_Work instructions_
Write out the rows word for word, from the beginning of the rows up to and including the line that contains "M 8 2 L 0 0".

---------- Task material ----------

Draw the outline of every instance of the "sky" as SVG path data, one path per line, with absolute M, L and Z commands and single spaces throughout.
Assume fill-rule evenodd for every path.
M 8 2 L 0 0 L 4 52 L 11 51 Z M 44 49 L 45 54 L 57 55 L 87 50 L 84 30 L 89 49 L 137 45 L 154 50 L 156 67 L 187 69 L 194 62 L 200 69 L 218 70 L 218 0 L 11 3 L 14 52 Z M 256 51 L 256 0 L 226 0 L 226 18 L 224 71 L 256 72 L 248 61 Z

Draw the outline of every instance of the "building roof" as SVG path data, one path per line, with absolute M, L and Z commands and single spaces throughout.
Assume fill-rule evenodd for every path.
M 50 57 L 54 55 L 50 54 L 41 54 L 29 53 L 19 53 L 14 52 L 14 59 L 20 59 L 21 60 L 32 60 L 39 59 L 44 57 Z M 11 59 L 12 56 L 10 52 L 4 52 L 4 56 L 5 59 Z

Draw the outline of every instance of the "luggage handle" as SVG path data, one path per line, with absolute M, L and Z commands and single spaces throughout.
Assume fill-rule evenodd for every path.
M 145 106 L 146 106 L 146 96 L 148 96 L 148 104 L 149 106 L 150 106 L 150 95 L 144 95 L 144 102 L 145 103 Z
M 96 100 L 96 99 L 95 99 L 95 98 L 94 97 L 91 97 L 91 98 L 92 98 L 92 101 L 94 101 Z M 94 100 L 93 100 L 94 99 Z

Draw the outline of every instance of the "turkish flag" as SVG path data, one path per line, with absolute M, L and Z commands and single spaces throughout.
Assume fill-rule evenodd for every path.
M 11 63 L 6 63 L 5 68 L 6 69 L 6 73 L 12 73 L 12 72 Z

----------

_Expected answer_
Draw the outline of every instance of the "sky" as SVG path data, one path per line, with absolute M, L and Z commands and single spaces throughout.
Assume fill-rule evenodd for every path.
M 8 2 L 0 0 L 4 52 L 11 51 Z M 44 49 L 45 54 L 57 55 L 87 50 L 84 30 L 89 49 L 137 45 L 154 50 L 156 67 L 187 69 L 194 62 L 200 69 L 218 70 L 218 0 L 11 3 L 14 52 Z M 256 51 L 256 0 L 226 0 L 226 18 L 224 71 L 256 72 L 248 61 Z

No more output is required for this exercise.